SUPPLIED MATERIAL:

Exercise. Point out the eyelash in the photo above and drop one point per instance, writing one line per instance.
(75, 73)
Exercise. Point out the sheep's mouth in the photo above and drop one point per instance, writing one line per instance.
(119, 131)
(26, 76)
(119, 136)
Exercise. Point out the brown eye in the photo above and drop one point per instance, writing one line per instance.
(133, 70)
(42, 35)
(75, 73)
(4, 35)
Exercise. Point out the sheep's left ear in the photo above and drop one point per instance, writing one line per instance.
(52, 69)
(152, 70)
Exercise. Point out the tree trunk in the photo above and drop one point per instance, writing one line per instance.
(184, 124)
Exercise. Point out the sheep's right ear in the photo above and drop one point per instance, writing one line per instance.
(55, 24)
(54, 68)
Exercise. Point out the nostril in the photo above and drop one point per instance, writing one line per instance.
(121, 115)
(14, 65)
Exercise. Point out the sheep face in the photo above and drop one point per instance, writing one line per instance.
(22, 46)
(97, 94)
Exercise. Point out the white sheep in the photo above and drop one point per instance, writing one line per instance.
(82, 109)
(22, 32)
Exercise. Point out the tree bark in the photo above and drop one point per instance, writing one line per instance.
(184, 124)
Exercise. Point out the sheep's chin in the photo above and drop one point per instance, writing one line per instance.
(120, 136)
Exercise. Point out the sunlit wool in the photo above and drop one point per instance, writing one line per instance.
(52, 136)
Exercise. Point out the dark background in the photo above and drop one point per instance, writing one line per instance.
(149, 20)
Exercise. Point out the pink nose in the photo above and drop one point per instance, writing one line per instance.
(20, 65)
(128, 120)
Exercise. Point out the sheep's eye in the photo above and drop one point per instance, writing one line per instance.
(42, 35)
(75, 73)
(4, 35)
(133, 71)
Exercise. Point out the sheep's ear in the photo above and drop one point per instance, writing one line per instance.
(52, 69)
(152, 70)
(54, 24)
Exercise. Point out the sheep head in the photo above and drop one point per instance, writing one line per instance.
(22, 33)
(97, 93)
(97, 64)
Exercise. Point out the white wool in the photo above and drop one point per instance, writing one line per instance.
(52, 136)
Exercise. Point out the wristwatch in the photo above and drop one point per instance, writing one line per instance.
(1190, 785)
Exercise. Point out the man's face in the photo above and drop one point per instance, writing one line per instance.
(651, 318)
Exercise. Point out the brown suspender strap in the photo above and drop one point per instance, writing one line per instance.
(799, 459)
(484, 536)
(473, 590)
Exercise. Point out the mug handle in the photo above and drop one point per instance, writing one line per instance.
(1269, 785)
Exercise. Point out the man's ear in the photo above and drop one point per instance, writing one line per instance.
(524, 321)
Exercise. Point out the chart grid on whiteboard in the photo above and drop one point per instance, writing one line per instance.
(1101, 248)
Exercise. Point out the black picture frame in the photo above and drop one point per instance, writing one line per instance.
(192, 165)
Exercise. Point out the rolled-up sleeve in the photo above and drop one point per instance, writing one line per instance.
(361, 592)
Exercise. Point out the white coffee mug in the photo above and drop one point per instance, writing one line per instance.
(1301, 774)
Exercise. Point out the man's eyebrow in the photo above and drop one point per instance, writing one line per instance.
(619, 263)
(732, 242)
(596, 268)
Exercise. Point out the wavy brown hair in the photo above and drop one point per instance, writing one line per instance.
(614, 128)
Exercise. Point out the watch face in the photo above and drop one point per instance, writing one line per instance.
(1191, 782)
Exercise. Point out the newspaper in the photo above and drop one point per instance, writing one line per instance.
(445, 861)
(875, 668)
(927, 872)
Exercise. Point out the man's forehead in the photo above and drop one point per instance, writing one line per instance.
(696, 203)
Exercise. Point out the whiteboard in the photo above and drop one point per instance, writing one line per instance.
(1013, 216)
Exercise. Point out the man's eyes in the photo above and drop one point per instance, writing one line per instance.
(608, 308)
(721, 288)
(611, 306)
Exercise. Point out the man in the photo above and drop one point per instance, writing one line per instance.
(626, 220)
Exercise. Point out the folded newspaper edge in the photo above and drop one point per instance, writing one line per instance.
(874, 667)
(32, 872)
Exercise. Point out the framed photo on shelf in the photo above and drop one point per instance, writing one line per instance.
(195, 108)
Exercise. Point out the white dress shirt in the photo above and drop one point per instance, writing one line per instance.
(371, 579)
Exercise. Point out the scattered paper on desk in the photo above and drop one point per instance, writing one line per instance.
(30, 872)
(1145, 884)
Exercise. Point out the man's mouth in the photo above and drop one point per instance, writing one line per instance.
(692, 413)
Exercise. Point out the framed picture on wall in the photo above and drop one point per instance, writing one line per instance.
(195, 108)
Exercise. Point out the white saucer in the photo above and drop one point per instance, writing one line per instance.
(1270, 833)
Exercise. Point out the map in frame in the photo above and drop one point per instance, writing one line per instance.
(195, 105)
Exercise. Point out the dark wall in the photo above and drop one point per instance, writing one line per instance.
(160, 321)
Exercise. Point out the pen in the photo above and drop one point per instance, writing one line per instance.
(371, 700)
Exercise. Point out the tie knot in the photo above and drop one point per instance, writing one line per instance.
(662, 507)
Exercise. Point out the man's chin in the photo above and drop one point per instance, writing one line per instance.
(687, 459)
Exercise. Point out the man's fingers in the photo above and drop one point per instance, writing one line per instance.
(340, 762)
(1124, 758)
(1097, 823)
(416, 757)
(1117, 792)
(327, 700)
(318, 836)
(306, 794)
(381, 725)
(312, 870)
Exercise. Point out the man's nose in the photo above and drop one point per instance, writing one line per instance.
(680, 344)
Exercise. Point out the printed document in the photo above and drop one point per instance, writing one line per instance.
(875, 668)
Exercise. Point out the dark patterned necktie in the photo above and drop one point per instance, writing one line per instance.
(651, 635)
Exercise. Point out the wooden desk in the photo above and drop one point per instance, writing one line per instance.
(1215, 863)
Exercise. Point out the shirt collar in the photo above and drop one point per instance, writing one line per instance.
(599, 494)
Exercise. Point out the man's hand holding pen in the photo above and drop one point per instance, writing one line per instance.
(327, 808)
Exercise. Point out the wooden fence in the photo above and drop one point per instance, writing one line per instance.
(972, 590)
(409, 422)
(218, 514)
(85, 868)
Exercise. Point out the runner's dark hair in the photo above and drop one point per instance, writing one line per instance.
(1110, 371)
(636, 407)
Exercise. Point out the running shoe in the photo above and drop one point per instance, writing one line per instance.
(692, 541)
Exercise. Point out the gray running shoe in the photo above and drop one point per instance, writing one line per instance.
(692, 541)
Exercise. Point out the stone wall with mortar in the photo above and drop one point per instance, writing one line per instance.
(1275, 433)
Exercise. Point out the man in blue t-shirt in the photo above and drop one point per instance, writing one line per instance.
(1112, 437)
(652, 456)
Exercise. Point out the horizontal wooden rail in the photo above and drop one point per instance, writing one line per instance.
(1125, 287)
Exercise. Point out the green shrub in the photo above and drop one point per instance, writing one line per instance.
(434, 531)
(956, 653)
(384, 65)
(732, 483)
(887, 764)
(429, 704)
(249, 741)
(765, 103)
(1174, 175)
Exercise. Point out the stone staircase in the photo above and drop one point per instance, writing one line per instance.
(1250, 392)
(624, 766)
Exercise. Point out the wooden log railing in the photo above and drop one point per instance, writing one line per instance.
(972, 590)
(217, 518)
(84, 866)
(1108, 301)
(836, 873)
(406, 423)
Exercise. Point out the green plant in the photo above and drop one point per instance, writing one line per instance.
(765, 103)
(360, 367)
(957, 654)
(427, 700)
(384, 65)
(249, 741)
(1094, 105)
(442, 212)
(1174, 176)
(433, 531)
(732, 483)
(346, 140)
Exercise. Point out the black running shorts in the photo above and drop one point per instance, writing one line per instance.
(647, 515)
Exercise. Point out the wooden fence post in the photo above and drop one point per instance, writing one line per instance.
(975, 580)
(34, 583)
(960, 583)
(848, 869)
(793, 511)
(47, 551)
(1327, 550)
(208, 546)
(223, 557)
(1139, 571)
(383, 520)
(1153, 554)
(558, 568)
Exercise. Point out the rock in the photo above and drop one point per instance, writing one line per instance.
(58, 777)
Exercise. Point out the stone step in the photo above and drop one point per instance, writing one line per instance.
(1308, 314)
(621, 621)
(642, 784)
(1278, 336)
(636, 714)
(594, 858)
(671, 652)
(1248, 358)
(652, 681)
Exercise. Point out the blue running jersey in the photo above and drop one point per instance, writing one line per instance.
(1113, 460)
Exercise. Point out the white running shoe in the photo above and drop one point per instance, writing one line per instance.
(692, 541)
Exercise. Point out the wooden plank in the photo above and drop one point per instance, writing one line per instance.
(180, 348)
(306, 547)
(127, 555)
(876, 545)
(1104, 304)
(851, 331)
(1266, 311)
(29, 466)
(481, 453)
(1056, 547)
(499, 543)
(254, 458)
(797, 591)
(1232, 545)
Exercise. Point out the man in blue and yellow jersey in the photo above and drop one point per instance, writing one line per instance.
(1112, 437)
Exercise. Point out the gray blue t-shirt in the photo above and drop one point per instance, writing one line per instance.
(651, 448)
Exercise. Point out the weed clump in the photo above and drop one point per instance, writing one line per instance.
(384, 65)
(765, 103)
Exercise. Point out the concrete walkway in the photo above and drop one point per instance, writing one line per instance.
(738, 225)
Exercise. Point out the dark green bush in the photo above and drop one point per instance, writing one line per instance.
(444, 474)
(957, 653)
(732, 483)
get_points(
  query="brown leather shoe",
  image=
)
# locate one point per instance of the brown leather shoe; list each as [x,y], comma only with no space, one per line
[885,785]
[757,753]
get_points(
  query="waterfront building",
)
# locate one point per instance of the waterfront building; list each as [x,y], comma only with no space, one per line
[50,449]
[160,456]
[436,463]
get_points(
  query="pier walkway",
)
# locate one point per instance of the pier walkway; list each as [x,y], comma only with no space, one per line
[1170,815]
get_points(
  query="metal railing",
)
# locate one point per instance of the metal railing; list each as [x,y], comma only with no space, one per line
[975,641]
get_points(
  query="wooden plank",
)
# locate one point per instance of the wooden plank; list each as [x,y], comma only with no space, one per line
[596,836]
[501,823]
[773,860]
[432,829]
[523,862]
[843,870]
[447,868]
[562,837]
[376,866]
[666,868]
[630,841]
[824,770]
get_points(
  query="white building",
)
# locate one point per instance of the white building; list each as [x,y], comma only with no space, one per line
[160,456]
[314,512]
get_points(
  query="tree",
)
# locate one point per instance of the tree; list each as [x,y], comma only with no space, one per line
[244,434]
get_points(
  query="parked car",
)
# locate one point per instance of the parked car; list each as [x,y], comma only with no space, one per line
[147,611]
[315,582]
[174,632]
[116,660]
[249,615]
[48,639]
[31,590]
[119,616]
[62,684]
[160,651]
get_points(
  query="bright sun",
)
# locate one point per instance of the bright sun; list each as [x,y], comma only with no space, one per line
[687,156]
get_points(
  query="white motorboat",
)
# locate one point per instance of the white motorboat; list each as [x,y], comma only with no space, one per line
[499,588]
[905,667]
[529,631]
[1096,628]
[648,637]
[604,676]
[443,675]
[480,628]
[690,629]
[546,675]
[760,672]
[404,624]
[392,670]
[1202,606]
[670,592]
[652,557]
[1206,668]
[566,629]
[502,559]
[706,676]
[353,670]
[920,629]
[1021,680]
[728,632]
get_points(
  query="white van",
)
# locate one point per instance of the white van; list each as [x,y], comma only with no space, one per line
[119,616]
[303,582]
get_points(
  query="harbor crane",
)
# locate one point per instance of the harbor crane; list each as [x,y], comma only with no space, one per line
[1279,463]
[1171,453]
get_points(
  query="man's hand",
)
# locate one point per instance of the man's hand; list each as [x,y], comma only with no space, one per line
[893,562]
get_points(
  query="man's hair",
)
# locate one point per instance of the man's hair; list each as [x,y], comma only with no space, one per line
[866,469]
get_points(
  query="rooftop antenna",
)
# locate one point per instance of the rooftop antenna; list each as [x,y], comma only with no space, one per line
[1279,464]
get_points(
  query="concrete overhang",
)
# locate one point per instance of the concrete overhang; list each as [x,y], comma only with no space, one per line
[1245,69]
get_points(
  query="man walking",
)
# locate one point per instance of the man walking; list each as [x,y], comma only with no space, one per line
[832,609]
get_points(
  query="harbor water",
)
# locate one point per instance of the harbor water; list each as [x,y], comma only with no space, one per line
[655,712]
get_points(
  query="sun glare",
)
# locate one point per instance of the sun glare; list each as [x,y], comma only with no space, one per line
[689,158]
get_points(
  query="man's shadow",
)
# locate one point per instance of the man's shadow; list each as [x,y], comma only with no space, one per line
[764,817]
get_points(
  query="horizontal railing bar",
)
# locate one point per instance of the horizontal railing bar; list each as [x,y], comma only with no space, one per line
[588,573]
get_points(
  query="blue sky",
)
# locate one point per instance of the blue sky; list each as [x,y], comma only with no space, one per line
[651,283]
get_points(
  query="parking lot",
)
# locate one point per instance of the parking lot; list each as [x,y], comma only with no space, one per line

REQUIRED WORK:
From the entries above, pull out every line that contains the string "mouth", treating uppercase and lowercase letters as distinct.

SOLUTION FOR THIS PROBLEM:
Exercise. Point out the sheep's mouth in the photo above and drop one point per instance, writing one line per instance.
Exercise. Point out the man's mouth in the photo above and drop one point per instance, writing one line per instance.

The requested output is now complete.